## Start Data to process

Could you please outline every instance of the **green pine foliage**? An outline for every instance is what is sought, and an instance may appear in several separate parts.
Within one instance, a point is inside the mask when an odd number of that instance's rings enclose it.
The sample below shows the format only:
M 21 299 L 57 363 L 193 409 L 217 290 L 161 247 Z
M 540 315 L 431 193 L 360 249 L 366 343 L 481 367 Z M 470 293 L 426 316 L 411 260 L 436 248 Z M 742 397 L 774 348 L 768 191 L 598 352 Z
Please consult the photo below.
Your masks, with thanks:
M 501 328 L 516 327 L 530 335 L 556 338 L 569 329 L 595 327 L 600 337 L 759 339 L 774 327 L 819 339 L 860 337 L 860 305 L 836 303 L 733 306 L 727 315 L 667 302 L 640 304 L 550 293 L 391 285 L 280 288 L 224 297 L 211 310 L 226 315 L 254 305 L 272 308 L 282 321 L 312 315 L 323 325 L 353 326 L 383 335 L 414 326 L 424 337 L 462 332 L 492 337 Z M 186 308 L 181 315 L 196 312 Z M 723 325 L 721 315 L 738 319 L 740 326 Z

## End Data to process

» **Do this**
Copy the material above line for line, without changing a single character.

» **The result**
Could you please outline every instance of the **green pine foliage**? An outline for every instance is what is sought, and an instance may appear in several separate parts.
Within one instance, a point is inside the mask when an odd number of that instance's rings enclose it.
The sample below shows the format only:
M 21 299 L 57 363 L 193 409 L 217 290 L 161 247 Z
M 540 315 L 431 193 L 360 249 L 366 343 L 481 367 Z M 470 293 L 426 316 L 411 260 L 436 248 Z M 742 397 L 774 348 L 768 191 L 598 352 Z
Please consult the photo below.
Your masks, with thanks:
M 501 328 L 516 327 L 530 335 L 556 338 L 569 329 L 595 327 L 600 337 L 759 339 L 774 327 L 819 339 L 860 337 L 860 305 L 836 303 L 733 306 L 727 315 L 667 302 L 640 304 L 550 293 L 391 285 L 280 288 L 224 297 L 211 310 L 226 315 L 254 305 L 272 308 L 282 321 L 312 315 L 323 325 L 353 326 L 383 335 L 414 326 L 424 337 L 462 332 L 492 337 Z M 186 308 L 181 315 L 196 312 Z M 723 325 L 721 315 L 738 319 L 740 326 Z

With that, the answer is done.